▶ _Your task_
For each entry in the listing, produce an exact copy.

▶ _Data for review_
-=-=-=-=-

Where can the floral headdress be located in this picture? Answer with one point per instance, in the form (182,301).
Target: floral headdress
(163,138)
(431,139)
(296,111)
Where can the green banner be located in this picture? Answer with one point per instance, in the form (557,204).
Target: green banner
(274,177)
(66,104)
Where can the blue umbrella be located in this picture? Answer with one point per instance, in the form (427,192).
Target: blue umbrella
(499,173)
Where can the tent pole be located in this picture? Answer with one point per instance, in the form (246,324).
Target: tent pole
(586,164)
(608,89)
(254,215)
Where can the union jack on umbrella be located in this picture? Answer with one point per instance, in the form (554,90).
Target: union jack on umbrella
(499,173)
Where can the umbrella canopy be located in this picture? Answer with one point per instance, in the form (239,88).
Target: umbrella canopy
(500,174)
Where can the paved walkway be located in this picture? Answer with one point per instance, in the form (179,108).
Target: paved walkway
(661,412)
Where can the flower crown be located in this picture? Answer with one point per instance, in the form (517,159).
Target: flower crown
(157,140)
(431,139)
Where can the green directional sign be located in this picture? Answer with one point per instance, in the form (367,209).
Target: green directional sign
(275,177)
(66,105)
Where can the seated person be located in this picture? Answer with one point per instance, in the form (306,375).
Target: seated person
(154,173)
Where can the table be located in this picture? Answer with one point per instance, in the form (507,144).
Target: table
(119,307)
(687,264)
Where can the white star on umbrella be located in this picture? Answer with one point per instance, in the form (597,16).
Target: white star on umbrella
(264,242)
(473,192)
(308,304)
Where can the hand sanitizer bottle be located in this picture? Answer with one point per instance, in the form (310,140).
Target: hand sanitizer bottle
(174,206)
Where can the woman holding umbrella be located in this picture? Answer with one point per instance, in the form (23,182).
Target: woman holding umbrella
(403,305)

-=-=-=-=-

▶ _Task response_
Where can the floral headdress be located in this picture? Answer with one point per instance, in the form (182,301).
Target: floral headdress
(163,138)
(431,139)
(296,111)
Where can the green banner be located in this picture? Answer with one point per instance, in the form (557,204).
Target: green banner
(274,177)
(66,104)
Where can the blue umbrella be located in this picture? Answer with one point per instance, in the form (427,192).
Target: blue umbrella
(499,173)
Where can the tent pole be located in this picture? Answer with one point per instance, in the form (246,324).
Target: tent pole
(586,164)
(608,89)
(254,215)
Where can the union jack on umbrella be located in this picture? Answer with one point per instance, in the form (554,90).
Target: union jack on umbrella
(499,173)
Where can the umbrella canopy be located in this picture? Answer with one point per instance, in the form (239,88).
Target: umbrella canopy
(500,174)
Where can the paved walkway be located in this picture? Answer with one point per instance, in the form (179,108).
Target: paved walkway
(661,412)
Where can the flower crown be located in this picture? Answer with one point per instance, in the form (517,159).
Target: flower crown
(157,140)
(431,139)
Where can the green directional sign be located in this picture? Answer with one point per instance, in the form (367,209).
Target: green directional sign
(275,177)
(66,105)
Where can the seated person be located in this picture? Answer with one point per instance, in the form (306,375).
Target: seated person
(154,173)
Where can the table be located in this picture? Answer with one point per instance, in the form (507,144).
Target: table
(119,307)
(687,264)
Where can the white star on umbrella be located in this picture? Answer with one point per instance, in the form (597,16).
Target: white star on umbrella
(264,242)
(473,192)
(308,304)
Where can the hand sanitizer bottle be located in this picture? Answer with one point per instance, in the form (310,140).
Target: hand sanitizer bottle
(174,206)
Where can the woman holding umbrella be located in this picture? Answer with one point per instance, in the form (23,182).
Target: woman holding umbrella
(403,305)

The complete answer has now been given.